#### Information given:
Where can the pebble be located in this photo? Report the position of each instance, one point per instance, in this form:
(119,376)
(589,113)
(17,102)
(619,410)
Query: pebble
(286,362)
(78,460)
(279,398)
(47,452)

#### Problem:
Top to bottom, set down the entries above word for word.

#### Written answer:
Where can the pebble be located in this photo? Report the position of each instance, one point per instance, in this form:
(119,376)
(589,113)
(17,102)
(619,410)
Query: pebble
(286,362)
(78,460)
(279,398)
(47,452)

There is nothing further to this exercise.